— WHAT NEEDS TO BE DONE —
Write out the following data line for line, keeping every character unchanged.

++++ TASK INPUT ++++

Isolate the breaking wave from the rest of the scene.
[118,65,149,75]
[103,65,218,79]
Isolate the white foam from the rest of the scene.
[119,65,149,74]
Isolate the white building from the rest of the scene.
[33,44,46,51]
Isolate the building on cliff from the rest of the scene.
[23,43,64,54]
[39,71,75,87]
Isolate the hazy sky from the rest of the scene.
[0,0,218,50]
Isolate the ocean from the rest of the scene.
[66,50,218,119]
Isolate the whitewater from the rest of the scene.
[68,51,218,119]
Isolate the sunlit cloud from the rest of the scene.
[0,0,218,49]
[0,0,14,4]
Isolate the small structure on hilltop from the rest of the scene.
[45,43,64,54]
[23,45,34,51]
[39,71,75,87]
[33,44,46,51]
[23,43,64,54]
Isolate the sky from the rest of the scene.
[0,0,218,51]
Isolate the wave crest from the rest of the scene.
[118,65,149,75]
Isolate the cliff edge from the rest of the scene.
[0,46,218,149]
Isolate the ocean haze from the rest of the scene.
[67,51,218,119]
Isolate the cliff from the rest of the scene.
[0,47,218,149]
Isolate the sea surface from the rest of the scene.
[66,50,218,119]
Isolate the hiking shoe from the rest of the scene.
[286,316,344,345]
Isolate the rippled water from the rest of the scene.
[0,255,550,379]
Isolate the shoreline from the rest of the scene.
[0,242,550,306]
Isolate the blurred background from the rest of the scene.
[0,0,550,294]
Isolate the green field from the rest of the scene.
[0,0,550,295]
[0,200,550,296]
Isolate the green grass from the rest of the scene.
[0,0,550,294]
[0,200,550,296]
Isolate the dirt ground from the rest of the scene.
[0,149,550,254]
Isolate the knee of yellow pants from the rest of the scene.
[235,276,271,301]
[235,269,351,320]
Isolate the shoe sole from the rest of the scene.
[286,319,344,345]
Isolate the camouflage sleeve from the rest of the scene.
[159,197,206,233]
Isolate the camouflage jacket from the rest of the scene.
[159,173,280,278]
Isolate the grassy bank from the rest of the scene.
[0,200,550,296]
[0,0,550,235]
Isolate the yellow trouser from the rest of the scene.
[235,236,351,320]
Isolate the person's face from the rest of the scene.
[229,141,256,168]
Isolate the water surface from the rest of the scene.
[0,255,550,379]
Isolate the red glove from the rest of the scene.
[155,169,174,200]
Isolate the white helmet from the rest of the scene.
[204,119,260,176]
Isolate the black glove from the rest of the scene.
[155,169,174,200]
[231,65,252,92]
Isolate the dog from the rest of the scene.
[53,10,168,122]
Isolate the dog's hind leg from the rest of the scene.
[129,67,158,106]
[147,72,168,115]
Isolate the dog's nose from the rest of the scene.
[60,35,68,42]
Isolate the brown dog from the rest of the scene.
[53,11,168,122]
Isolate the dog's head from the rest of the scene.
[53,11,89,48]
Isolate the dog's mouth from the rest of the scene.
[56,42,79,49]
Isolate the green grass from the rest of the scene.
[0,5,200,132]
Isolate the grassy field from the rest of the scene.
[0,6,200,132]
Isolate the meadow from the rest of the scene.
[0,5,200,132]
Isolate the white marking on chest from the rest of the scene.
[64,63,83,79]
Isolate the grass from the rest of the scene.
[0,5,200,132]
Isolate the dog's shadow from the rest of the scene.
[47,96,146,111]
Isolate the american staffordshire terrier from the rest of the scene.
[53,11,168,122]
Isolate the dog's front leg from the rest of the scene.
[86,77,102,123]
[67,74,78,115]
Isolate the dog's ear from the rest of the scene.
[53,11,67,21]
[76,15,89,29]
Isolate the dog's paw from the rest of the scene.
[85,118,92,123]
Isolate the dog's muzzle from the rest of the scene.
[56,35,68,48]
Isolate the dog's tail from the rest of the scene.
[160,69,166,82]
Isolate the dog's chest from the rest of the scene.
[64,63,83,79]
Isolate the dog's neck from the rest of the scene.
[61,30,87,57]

++++

— WRITTEN RESPONSE —
Isolate the breaking wave from the rest of the scene.
[118,65,149,75]
[103,65,218,79]
Isolate the white foam from the rest of the scene.
[119,65,149,74]
Isolate the white building from the rest of the scene.
[33,44,46,51]
Isolate the building on cliff from the rest of the scene.
[23,43,64,54]
[39,71,75,87]
Isolate the hazy sky from the rest of the scene.
[0,0,218,50]
Isolate the ocean from the rest of the scene.
[66,50,218,119]
Isolate the whitewater from the rest of the scene.
[68,51,218,119]
Isolate the sunlit cloud from the rest of the scene.
[0,0,218,49]
[0,0,14,4]
Isolate the small structure on hilltop from the rest of the scene.
[45,43,64,54]
[23,45,34,51]
[39,71,75,87]
[33,44,46,51]
[23,43,64,54]
Isolate the sky from the rest of the scene.
[0,0,218,51]
Isolate the wave crest from the rest of the scene.
[118,65,149,75]
Isolate the cliff edge from the rest of the scene.
[0,46,218,149]
Isolate the ocean haze from the rest of the scene.
[67,51,218,119]
Isolate the cliff from the rest of the scene.
[0,47,218,149]
Isolate the sea surface from the rest of the scene.
[66,50,218,119]
Isolate the hiking shoe from the rest of the scene.
[286,316,344,345]
Isolate the rippled water from the rest of the scene.
[0,255,550,379]
Isolate the shoreline from the rest of the scene.
[0,242,550,306]
Isolate the blurred background from the rest of the scene.
[0,0,550,294]
Isolate the green field from the rest of the scene.
[0,0,550,295]
[0,200,550,296]
Isolate the green grass from the rest of the scene.
[0,0,550,294]
[0,200,550,296]
Isolate the dirt ground from the rest of the scene.
[0,149,550,254]
Isolate the knee of yellow pants from the rest of the scene.
[235,276,271,301]
[235,269,351,320]
Isolate the shoe sole from the rest of the scene.
[286,319,344,345]
Isolate the camouflage sleeve from the rest of the scene.
[159,197,206,233]
Isolate the camouflage jacket from the rest of the scene.
[159,173,280,278]
Isolate the grassy bank from the rest of the scene.
[0,200,550,296]
[0,0,550,235]
Isolate the yellow trouser from the rest of the scene.
[235,236,351,320]
Isolate the person's face from the rest of the scene.
[229,141,256,168]
Isolate the water surface from the rest of the scene.
[0,255,550,379]
Isolate the red glove from the rest of the scene.
[155,169,174,200]
Isolate the white helmet from the rest of the scene.
[204,119,260,176]
Isolate the black glove from the rest of the scene.
[155,169,174,200]
[231,65,252,92]
Isolate the dog from the rest of the scene.
[53,10,168,122]
Isolate the dog's hind leg from the rest of the scene.
[129,67,158,106]
[147,72,168,115]
Isolate the dog's nose from the rest of the scene.
[60,35,68,42]
Isolate the brown dog from the rest of the scene.
[53,11,168,122]
Isolate the dog's head from the rest of the scene.
[53,11,89,48]
Isolate the dog's mouth from the rest of the scene.
[56,42,79,49]
Isolate the green grass from the rest of the scene.
[0,5,200,132]
Isolate the grassy field from the rest of the scene.
[0,6,200,132]
Isolate the meadow from the rest of the scene.
[0,5,200,132]
Isolate the white marking on chest from the rest of the scene.
[64,63,83,79]
Isolate the grass from the rest of the scene.
[0,5,200,132]
Isolate the dog's shadow from the rest of the scene.
[47,96,146,111]
Isolate the american staffordshire terrier from the rest of the scene.
[53,11,168,122]
Isolate the dog's front leg from the rest of the scene.
[86,77,102,123]
[67,74,78,115]
Isolate the dog's ear from the rest of the scene.
[53,11,67,21]
[76,15,89,29]
Isolate the dog's paw from the rest of the scene.
[85,118,92,123]
Isolate the dog's muzzle from the rest of the scene.
[56,35,68,48]
Isolate the dog's tail from the rest of the scene.
[160,69,166,82]
Isolate the dog's chest from the rest of the scene.
[64,63,83,79]
Isolate the dog's neck from the rest of the scene.
[61,30,87,57]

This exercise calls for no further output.